## Text segment
______________________________
Monday, January 7, 2013

Food and early Methodists

Rev. Charles Wallace
Oxford, UK
17 October 2012
This is Charlie Wallace.  Charlie is a former chaplain of Willamette University (Salem, OR) and is now associate professor of Religious Studies there, and is working on a book about early Methodists and food.  I met him at the Oxford Centre for Methodism, where this photo was taken.  Since food is a crucial part of health, I am including Charlie's research here.  Thanks to him for sharing it with us.

Susannah, John and Charles' mother, was very strict in her food practices.  She provided no snacks, the family had 3 meals a day, and much of it they had grown or provided themselves.  They lived with food insecurity, since Samuel was such a poor manager of the Epworth rectory lands.  Sometimes Susannah did not know where the next meal would come from, but she taught her children to be grateful when God provides food.  So this sets up two perspectives in the Wesley movement regarding food:
1.  Learning to live simply and on less
2.  Thankfulness and celebration the Christian rightly feels when food is provided by God.
______________________________
## Information provided

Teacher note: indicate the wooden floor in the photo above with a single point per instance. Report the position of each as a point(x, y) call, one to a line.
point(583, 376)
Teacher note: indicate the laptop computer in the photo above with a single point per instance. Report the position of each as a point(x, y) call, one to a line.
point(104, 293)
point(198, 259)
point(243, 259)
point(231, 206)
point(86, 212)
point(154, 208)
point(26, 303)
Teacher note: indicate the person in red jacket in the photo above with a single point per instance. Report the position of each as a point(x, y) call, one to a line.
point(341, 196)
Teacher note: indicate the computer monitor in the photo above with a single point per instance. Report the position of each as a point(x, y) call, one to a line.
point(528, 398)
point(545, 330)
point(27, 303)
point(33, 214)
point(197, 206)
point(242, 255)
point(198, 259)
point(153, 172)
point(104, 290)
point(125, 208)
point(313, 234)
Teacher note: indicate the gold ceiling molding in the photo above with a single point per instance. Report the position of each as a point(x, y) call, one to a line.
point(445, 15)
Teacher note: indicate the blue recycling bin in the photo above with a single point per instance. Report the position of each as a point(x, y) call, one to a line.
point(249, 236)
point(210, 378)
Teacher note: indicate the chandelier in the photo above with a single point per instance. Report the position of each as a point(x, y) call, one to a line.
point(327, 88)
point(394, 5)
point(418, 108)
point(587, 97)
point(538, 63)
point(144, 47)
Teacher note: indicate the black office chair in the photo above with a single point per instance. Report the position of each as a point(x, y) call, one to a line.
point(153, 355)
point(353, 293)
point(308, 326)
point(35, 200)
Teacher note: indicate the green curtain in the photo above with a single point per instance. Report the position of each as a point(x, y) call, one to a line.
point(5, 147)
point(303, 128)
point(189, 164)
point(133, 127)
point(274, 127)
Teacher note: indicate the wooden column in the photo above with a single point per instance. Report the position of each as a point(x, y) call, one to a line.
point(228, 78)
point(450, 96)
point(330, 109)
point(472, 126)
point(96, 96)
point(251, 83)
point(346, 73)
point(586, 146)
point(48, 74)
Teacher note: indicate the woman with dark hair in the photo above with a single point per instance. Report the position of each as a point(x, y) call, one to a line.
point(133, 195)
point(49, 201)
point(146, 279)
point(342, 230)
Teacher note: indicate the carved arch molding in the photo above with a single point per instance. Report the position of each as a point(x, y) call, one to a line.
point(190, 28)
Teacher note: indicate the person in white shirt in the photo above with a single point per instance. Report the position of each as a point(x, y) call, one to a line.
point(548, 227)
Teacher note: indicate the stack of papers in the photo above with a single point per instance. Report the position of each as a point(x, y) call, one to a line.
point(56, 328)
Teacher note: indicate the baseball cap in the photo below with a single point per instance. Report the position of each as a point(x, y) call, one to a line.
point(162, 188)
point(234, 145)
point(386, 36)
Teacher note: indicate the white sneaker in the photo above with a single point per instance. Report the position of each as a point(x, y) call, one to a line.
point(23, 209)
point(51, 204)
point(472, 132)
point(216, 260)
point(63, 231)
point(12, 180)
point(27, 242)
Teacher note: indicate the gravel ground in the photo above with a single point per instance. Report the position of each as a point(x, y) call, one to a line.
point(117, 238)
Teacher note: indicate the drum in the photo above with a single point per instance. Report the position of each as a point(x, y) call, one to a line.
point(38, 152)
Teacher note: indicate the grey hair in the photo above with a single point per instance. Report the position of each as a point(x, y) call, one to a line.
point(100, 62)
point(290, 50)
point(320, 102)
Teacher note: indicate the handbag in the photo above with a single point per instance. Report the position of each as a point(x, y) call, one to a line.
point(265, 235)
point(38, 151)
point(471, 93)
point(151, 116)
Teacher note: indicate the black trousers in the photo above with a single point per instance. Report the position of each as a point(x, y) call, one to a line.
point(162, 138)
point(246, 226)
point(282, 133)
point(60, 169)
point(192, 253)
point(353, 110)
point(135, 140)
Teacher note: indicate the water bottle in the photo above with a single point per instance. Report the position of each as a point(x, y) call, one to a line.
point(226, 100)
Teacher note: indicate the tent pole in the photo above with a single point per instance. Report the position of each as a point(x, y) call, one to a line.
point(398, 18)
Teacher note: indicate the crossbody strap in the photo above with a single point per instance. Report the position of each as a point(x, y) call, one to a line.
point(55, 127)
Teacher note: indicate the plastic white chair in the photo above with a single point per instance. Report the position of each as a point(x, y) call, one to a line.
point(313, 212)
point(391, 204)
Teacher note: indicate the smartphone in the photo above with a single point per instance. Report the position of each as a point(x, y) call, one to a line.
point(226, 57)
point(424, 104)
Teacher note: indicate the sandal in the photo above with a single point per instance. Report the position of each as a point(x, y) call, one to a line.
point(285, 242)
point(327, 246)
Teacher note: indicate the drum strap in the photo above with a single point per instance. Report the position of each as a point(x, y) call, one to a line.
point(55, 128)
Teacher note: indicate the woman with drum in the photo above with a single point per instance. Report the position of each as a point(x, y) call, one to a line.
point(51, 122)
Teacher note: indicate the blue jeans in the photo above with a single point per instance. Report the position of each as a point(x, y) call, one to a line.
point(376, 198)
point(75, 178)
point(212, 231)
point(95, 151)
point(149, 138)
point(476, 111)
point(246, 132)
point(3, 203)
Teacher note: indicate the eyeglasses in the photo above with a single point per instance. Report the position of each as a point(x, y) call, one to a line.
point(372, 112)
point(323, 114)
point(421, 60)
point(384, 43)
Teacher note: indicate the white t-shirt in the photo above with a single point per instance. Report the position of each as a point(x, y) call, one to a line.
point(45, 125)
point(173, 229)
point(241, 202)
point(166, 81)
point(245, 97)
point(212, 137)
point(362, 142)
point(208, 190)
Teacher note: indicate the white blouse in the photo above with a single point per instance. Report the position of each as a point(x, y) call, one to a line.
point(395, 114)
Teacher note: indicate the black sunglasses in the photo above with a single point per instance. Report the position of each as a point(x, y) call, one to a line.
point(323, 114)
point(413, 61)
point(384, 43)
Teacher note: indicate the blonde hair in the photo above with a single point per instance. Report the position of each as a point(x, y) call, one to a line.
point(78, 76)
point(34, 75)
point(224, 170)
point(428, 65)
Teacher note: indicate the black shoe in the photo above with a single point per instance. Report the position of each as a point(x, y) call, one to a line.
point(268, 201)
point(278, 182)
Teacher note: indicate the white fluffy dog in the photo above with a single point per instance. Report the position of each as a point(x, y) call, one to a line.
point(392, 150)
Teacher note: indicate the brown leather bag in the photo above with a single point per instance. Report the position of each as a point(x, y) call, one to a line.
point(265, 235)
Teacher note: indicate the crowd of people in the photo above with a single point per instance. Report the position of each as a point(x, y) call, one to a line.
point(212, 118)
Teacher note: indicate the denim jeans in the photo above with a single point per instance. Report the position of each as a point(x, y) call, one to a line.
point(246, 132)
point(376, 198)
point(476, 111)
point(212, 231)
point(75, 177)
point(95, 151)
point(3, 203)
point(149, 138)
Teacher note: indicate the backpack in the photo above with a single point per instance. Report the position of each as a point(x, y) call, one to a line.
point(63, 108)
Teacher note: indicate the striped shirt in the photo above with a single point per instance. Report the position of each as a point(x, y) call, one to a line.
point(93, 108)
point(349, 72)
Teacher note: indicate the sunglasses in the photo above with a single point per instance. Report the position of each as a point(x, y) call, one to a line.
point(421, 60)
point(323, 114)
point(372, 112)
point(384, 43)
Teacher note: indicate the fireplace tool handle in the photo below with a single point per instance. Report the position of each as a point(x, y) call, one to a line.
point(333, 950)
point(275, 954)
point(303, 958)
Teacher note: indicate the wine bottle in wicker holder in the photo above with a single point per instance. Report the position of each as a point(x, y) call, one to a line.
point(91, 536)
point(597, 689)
______________________________
## Your tasks
a) In the post on food and early Methodists, why did the Wesley household live with food insecurity?
b) According to the post on food and early Methodists, how many meals a day did the Wesley family have?
c) Write the next part of the post on food and early Methodists, picking up after its final line.

## Answers to each task
a) The family lived with food insecurity because Samuel was a poor manager of the Epworth rectory lands.

b) They had three meals a day.

c)
Later John took more of the fasting side and Charles celebrated food in his hymns.  Charles' monthly expense records illustrate a most expansive middle class life than John's.

Early Methodists acted out both strands of thought.  Rev. John and Mary Fletcher, two core and crucial Methodists, were pretty restrained regarding food.  One of John's supporters wrote them asking them not to skimp on meals.  The opposite perspective was demonstrated by a prominent post-Wesleyan preacher named Charles Atmore, who was renowned among the other preachers for knowing when to show up at the houses of his congregants at dinner time.  He would then take the best cuts of meat and enjoy the food immensely (Wallace, Charles. "Antipast in Heaven: Eating and Drinking in Early Methodism," personal interview. (Oxford, UK) 17 October 2012).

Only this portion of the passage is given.